• SOAL TUGAS A:
Jawab pertanyaan berikut berdasarkan berita tentang penangkapan Faisal:
(i) Di kota mana Faisal ditangkap?
(ii) Berapa tahun hukuman penjara yang dijatuhkan kepada Faisal?
(iii) Pada tanggal berapa putusan Mahkamah Agung terhadap Faisal dikeluarkan?

• TEKS SUMBER:
□ □ □
Dimensy.id Mobile
Dimensy.id
Apollo Solar Panel

3 Bulan Mengintai Di Dua Daerah Kejaksaan Tangkap Koruptor

Dana Swakelola Rp 98 Miliar

Minggu, 11 November 2018, 09:47 WIB
3 Bulan Mengintai Di Dua Daerah Kejaksaan Tangkap Koruptor
Foto/Net
rmol news logo Tim intelijen Kejaksaan Tinggi Sumatera Utara menangkap Faisal, terpidana korupsi dana swakelola Dinas Pekerjaan Umum (PU) Deli Serdang Rp 105,8 miliar.

Mantan Kepala Dinas PU Deli Serdang itu dicokok di rumahnya di Kota Tebing Tinggi, Sumut, Sabtu dini hari, 10 November 2018.

"(Ditangkap) di semacam rumah workshop barang proyek. Yang bersangkutan kita dapatkan di tempat tersebut. Alamatnya di Jalan Yos Sudarso, Mekar Sentosa, Tebing Tinggi," kata Leo Simanjuntak, Asisten Intelijen Kejaksaan Tinggi Sumut.

Ia menjelaskan, Faisal meru­pakan terpidana 12 tahun penjara karena melakukan tindak pidana korupsi yang merugikan negara Rp 105,83 miliar. Perbuatan itu dilakukan saat menjabat Kepala Dinas Pekerjaan Umum Kabupaten Deli Serdang.

Selain hukuman penjara, Faisal didenda Rp 500 juta subsider 6 bulan kurungan. Dia juga diwajibkan membayar uang pengganti kerugian negara Rp 98.098.963.578,52.

Apabila Faisal tak membayar uang pengganti, jaksa bisa me­nyita dan melelang hartanya. Jika hasil lelang belum mencu­kupi, Faisal dipenjara 5 tahun.

"Yang bersangkutan dipidana berdasarkan putusan Mahkamah Agung pada tanggal 15 Februari 2016," jelas Leo.

Faisal hanya dikenakan status tahanan kota saat proses kasasi. Begitu putusan MA keluar, ia menghilang.
□ □ □
• SOAL TUGAS B:
Salin tanpa perubahan baris-baris dalam catatan di bawah, mulai dari baris yang memuat "Challenge: find every instance of phone" hingga baris yang memuat "[279, 31, 312, 90]", termasuk kedua baris tersebut.

• DAFTAR CATATAN:
□ □ □
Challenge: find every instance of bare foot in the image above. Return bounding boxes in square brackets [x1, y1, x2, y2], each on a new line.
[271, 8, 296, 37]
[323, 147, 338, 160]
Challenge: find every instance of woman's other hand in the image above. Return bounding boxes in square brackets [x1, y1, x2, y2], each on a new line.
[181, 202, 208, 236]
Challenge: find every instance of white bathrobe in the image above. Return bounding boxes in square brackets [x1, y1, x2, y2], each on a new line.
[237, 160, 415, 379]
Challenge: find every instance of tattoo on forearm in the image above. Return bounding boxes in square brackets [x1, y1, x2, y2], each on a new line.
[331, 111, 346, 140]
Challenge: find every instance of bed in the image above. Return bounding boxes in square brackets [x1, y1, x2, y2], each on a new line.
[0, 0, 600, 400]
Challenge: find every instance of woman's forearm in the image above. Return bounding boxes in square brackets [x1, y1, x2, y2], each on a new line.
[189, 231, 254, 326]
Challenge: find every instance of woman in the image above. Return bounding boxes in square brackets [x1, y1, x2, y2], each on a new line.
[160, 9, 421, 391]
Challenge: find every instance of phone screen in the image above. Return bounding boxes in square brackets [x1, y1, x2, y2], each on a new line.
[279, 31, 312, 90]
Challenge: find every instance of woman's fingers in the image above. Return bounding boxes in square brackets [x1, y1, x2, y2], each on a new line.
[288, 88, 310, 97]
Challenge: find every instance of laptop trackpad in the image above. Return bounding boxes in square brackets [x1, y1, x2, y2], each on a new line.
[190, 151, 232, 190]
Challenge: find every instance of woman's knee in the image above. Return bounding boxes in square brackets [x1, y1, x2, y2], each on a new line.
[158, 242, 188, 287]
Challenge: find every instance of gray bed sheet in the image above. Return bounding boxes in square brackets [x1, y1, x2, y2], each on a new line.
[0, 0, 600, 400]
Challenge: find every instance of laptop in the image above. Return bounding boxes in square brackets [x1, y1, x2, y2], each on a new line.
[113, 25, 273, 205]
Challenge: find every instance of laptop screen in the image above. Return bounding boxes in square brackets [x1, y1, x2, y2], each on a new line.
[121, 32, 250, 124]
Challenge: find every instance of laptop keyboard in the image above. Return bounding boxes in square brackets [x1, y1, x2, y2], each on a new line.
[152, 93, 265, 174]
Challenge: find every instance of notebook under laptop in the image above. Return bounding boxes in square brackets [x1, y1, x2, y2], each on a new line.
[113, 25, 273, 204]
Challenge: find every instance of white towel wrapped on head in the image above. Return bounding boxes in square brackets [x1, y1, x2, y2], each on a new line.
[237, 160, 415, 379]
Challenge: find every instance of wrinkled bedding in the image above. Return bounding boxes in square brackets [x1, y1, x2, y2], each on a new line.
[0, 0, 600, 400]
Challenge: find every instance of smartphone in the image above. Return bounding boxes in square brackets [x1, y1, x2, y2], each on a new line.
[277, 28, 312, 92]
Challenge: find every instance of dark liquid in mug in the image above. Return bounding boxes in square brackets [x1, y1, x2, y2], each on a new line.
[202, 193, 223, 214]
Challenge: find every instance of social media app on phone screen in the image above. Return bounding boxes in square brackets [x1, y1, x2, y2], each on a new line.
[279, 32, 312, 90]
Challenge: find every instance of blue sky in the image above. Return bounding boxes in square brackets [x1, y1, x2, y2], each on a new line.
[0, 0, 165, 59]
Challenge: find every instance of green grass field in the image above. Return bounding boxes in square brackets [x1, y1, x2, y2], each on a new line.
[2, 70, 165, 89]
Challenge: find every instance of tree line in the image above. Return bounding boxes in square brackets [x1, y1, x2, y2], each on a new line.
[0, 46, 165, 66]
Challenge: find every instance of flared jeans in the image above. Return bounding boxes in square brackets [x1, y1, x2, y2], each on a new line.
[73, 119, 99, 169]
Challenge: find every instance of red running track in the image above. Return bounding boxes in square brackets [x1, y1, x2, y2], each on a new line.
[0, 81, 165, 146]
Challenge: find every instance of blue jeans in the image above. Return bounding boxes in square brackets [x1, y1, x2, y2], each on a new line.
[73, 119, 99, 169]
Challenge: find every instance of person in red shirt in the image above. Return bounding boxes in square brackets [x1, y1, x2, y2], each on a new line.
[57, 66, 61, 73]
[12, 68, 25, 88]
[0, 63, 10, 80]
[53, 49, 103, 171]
□ □ □
• JAWABAN TERTULIS A:
(i) Kota Tebing Tinggi, Sumatera Utara.
(ii) 12 tahun penjara.
(iii) 15 Februari 2016.

• JAWABAN TERTULIS B:
Challenge: find every instance of phone screen in the image above. Return bounding boxes in square brackets [x1, y1, x2, y2], each on a new line.
[279, 31, 312, 90]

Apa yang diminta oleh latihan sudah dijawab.